Instructions to follow:
Copy out the records below word for word, beginning at the line that has "Target: dirt path" and continuing through the last line of the records.

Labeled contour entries

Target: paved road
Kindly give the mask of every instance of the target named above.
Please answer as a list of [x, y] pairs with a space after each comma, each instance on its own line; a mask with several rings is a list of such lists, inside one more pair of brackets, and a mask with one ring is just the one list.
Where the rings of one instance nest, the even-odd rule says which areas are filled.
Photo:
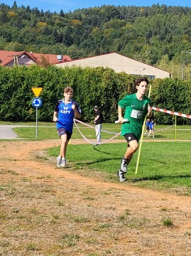
[[[21, 139], [13, 131], [13, 128], [16, 127], [36, 127], [36, 125], [4, 125], [0, 124], [0, 139]], [[53, 127], [50, 127], [55, 128]]]
[[21, 125], [3, 125], [0, 124], [0, 139], [16, 139], [18, 135], [12, 130], [15, 127], [21, 127]]

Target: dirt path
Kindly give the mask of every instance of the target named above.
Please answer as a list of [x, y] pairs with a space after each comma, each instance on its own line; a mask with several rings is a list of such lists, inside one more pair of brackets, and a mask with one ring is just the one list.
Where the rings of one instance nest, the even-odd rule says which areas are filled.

Exercise result:
Target: dirt path
Kindly give the mask of every instance of the target named above.
Please answer as a list of [x, y] pairs with a space after each comma, each instance on its own line; a mask with several rings is a list of such lists, inside one more pair of brackets, and a mask with one ring is just the one list.
Where the rings of one instance nest, the even-odd rule says which areas are filled.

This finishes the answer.